--- Source material Enclosed Below ---
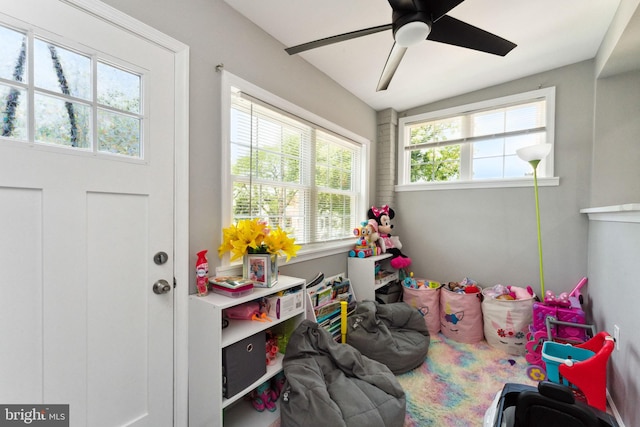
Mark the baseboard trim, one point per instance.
(614, 410)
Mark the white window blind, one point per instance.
(290, 172)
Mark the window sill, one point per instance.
(618, 213)
(486, 183)
(310, 253)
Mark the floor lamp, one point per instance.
(534, 154)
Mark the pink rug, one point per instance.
(458, 382)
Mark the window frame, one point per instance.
(545, 168)
(95, 57)
(309, 251)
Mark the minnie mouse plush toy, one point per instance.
(390, 244)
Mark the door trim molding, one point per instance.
(181, 188)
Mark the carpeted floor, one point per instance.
(458, 382)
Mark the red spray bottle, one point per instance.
(202, 273)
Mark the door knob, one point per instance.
(161, 287)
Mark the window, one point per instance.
(290, 171)
(475, 145)
(47, 97)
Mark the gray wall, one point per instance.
(614, 251)
(614, 247)
(615, 177)
(217, 34)
(489, 235)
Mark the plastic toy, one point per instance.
(263, 398)
(583, 366)
(388, 243)
(271, 348)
--- End of Enclosed Source material ---
Exercise requirements:
Exact copies of the entries above are needed, with every picture removed.

Exercise output:
Mark the baseboard trim, one point per instance.
(614, 410)
Mark the white window blind, one point per instance.
(290, 172)
Mark the window sill, one point per instance.
(618, 213)
(486, 183)
(310, 253)
Mark the floor lamp, one point per instance.
(534, 154)
Mark the pink rug, one point per instance.
(458, 382)
Mark the window frame, one point per instance.
(545, 168)
(95, 57)
(309, 251)
Mark the minnie mouse plush toy, one point per instance.
(390, 244)
Mark the door trim molding, one point per instance.
(181, 188)
Mark the carpeted floor, one point per instance.
(458, 382)
Mark the red spray bottle, one point per instance.
(202, 273)
Mark the door knob, one point per instance.
(161, 287)
Mark the window, one point per instance.
(290, 171)
(475, 145)
(47, 97)
Mark the gray wall, one point per instance.
(614, 251)
(614, 247)
(615, 177)
(217, 34)
(489, 235)
Mark the plastic toy, one point per instance.
(263, 398)
(583, 366)
(388, 243)
(271, 348)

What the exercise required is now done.